**Work item**
Every line with the string "eyeglasses" must be copied from the entries below.

======== Material supplied

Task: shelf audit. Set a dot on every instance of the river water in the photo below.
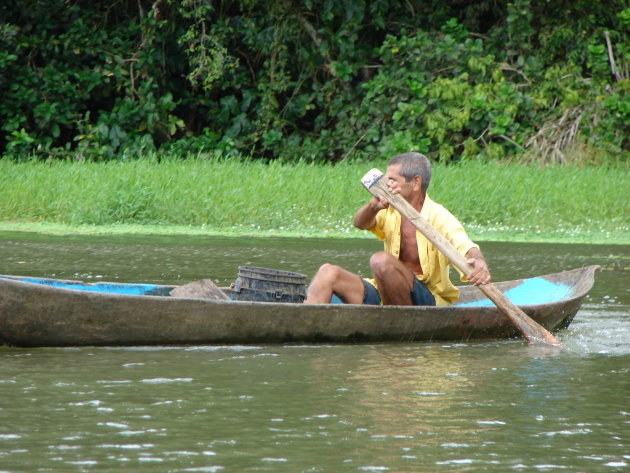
(491, 406)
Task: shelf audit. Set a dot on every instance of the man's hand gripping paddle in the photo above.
(531, 330)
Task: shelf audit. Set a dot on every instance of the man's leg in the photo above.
(394, 280)
(330, 278)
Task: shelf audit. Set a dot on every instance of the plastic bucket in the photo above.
(268, 285)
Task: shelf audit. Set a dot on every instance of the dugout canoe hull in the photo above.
(39, 314)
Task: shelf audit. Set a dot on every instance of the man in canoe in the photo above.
(411, 271)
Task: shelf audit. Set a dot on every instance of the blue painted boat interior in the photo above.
(531, 291)
(107, 287)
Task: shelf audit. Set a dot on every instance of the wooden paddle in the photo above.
(531, 330)
(203, 289)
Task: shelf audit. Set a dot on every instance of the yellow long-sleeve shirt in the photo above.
(435, 266)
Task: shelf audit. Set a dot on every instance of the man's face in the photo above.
(398, 184)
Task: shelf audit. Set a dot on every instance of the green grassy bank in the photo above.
(196, 196)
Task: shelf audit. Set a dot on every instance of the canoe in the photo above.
(51, 312)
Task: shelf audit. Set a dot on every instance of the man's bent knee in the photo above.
(381, 262)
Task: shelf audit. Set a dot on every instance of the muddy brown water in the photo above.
(491, 406)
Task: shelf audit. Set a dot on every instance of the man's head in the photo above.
(413, 164)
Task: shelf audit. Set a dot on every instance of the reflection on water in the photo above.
(486, 406)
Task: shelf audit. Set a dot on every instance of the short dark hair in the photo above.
(413, 164)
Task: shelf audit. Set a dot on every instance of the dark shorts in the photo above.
(420, 295)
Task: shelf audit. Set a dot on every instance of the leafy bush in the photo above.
(319, 80)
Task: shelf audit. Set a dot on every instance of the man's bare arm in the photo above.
(366, 216)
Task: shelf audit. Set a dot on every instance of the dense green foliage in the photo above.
(493, 200)
(319, 80)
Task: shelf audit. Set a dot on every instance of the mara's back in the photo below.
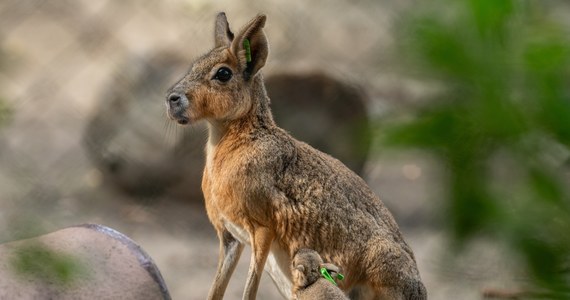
(329, 208)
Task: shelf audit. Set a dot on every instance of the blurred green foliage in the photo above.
(37, 261)
(500, 122)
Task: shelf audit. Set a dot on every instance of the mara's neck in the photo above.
(259, 116)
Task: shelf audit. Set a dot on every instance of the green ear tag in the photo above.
(247, 48)
(328, 276)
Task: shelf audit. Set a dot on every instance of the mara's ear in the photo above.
(222, 33)
(250, 47)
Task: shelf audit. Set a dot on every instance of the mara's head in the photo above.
(219, 85)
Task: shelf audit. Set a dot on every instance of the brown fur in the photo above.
(308, 283)
(263, 187)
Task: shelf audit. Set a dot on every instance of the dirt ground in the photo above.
(58, 59)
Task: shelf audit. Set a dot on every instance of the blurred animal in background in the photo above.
(264, 188)
(308, 282)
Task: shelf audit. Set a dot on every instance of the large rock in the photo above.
(83, 262)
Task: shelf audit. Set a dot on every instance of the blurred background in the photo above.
(457, 113)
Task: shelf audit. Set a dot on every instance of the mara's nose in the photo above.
(174, 98)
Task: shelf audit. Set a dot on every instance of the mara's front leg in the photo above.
(261, 240)
(230, 252)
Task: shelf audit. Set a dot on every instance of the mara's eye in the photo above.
(224, 74)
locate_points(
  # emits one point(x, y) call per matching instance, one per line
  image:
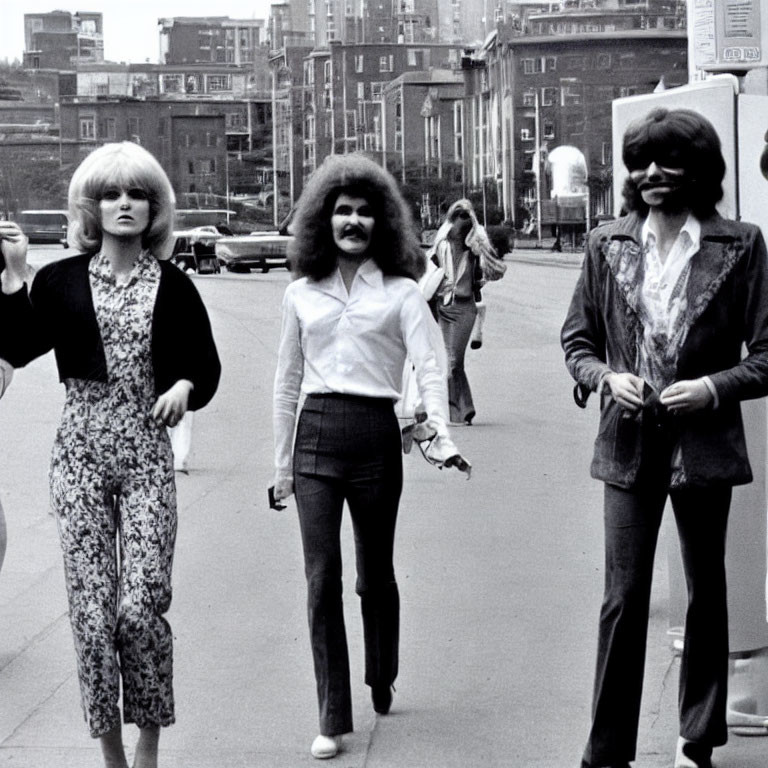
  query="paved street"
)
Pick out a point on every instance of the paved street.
point(500, 576)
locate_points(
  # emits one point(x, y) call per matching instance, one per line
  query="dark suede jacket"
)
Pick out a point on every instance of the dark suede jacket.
point(727, 307)
point(58, 314)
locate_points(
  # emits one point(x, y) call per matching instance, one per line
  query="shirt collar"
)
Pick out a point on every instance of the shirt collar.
point(692, 228)
point(369, 271)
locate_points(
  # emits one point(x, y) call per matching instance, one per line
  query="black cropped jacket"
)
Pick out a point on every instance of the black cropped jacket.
point(57, 313)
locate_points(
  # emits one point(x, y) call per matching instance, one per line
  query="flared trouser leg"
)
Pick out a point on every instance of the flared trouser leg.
point(632, 520)
point(456, 322)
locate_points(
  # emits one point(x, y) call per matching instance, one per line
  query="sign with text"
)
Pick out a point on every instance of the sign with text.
point(728, 35)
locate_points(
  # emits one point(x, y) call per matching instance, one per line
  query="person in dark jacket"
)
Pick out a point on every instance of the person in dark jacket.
point(110, 314)
point(666, 299)
point(350, 318)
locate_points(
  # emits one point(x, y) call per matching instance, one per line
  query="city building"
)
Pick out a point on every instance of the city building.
point(342, 93)
point(205, 146)
point(530, 93)
point(210, 40)
point(62, 40)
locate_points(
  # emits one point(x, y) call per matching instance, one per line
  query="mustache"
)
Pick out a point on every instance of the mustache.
point(352, 230)
point(673, 183)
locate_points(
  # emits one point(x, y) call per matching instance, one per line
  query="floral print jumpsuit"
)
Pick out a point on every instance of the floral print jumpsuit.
point(114, 498)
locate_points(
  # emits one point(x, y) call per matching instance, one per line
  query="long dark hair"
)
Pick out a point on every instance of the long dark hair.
point(678, 138)
point(394, 246)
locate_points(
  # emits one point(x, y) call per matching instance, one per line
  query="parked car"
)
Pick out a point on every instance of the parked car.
point(259, 250)
point(195, 248)
point(44, 226)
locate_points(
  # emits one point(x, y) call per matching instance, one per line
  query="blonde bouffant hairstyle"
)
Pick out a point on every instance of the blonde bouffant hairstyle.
point(393, 246)
point(123, 165)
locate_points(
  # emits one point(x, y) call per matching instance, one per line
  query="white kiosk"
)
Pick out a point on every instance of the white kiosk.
point(741, 120)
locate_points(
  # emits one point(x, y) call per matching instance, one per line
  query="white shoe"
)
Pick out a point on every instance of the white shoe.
point(325, 747)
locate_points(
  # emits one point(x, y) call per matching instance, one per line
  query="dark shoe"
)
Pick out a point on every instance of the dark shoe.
point(381, 695)
point(692, 754)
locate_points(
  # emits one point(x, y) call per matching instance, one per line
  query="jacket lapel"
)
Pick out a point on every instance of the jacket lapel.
point(623, 254)
point(710, 266)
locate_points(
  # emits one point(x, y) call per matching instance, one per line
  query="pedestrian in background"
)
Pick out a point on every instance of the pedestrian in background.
point(463, 251)
point(666, 299)
point(6, 374)
point(110, 316)
point(349, 321)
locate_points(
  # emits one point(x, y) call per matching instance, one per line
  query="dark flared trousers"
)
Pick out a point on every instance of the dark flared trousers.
point(632, 519)
point(456, 321)
point(348, 448)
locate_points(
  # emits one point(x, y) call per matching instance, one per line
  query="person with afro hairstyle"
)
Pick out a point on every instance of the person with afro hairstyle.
point(109, 314)
point(668, 296)
point(350, 318)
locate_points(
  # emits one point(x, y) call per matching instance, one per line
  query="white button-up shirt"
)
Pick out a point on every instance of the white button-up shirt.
point(662, 284)
point(355, 343)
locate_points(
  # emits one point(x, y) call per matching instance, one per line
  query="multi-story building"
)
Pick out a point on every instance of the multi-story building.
point(210, 39)
point(62, 40)
point(342, 93)
point(423, 135)
point(529, 93)
point(202, 144)
point(380, 21)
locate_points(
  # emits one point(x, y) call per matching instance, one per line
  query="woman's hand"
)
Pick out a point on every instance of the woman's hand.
point(686, 396)
point(172, 405)
point(13, 245)
point(283, 488)
point(626, 389)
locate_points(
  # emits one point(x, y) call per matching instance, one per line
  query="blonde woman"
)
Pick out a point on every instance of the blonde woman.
point(465, 254)
point(108, 314)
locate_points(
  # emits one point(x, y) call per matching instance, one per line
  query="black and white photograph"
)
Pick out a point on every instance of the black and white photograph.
point(383, 384)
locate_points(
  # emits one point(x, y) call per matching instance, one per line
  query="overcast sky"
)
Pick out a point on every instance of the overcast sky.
point(130, 26)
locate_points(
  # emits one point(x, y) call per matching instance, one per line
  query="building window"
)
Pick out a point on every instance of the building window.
point(575, 63)
point(458, 131)
point(627, 61)
point(88, 128)
point(603, 61)
point(235, 121)
point(134, 129)
point(570, 93)
point(548, 96)
point(171, 83)
point(219, 83)
point(603, 94)
point(533, 66)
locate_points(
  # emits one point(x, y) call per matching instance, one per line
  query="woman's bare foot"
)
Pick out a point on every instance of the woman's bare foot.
point(146, 748)
point(112, 748)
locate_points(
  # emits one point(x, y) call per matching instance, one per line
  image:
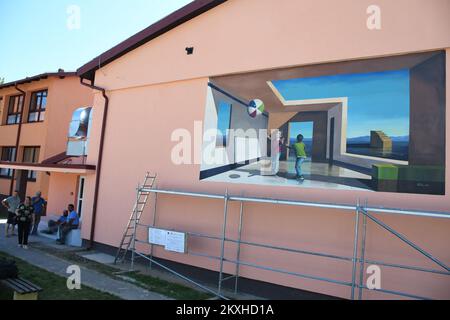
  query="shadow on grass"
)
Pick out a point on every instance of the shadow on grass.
point(54, 287)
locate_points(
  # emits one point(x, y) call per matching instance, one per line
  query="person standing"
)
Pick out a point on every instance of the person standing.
point(24, 219)
point(39, 205)
point(11, 203)
point(300, 153)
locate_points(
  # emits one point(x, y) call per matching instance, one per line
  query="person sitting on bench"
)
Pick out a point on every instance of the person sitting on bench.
point(53, 225)
point(72, 223)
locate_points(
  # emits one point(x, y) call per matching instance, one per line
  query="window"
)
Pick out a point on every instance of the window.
point(38, 104)
point(14, 109)
point(223, 123)
point(7, 154)
point(31, 155)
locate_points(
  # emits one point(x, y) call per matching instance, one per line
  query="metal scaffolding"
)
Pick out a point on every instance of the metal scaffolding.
point(357, 258)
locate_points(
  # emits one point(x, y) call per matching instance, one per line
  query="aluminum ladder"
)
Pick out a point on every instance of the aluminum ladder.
point(138, 209)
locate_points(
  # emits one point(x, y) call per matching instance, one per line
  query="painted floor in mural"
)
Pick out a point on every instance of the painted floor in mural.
point(317, 175)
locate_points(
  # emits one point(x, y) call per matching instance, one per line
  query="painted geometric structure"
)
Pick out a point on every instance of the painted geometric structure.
point(255, 108)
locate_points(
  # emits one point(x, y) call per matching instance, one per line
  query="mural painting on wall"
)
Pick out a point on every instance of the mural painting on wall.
point(375, 125)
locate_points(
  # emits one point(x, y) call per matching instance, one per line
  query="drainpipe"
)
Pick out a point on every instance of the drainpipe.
point(19, 130)
point(99, 161)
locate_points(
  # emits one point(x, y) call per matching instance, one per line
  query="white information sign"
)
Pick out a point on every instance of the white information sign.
point(176, 242)
point(171, 240)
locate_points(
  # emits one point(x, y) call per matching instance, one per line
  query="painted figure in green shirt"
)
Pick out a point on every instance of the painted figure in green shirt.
point(300, 152)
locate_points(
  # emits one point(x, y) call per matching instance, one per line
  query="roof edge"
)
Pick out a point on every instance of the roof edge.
point(38, 77)
point(173, 20)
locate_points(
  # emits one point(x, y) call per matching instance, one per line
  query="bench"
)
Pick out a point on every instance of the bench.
point(23, 289)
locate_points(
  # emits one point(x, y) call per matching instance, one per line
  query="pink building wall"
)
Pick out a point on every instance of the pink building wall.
point(156, 89)
point(62, 192)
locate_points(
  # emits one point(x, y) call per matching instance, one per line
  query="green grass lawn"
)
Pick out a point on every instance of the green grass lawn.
point(166, 288)
point(54, 287)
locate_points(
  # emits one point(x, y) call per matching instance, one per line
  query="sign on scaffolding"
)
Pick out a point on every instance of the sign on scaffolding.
point(171, 240)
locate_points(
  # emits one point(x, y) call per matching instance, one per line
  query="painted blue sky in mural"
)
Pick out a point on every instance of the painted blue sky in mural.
point(377, 101)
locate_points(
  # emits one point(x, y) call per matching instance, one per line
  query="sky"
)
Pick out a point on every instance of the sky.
point(38, 36)
point(376, 101)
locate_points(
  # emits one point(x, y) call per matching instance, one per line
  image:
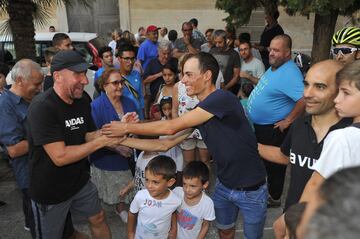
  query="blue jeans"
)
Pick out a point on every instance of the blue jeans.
point(252, 205)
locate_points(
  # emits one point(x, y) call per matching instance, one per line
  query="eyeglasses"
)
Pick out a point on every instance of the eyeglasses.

================

**Result**
  query="eyeglasses"
Pick out a point on every instance of the eyeglasses.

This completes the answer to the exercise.